Problem description: Reproduce the entries from the line containing "tire and record integer pixel coordinates." through the end of the entries, both included, changing "tire" to "wheel" and leaving everything else the same.
## BEGIN Raw data
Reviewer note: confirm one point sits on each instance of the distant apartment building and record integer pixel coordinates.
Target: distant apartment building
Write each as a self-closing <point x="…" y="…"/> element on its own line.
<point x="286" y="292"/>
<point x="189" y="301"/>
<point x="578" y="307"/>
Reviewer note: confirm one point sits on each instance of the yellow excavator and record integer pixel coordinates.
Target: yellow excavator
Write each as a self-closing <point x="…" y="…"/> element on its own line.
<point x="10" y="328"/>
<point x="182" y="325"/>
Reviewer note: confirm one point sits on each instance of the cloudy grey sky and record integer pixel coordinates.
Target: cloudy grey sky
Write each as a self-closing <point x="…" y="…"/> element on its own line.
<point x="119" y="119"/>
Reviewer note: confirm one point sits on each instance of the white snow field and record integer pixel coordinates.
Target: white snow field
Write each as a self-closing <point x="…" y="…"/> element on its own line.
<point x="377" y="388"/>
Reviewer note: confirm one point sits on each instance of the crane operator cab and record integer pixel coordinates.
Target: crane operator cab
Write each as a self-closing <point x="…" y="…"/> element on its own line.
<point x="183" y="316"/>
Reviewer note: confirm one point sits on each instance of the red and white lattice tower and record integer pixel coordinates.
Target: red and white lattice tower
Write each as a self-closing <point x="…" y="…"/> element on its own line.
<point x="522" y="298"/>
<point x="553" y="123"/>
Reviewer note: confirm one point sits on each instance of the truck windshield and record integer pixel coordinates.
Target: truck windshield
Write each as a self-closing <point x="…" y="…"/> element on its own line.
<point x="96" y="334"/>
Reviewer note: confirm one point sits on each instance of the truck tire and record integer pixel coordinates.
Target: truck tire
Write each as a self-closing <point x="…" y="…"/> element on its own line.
## END Raw data
Result:
Reviewer note: confirm one point sits on each instance of the truck wheel and record integer pixel coordinates.
Target: truck wheel
Write each as a self-closing <point x="…" y="…"/> element on its own line.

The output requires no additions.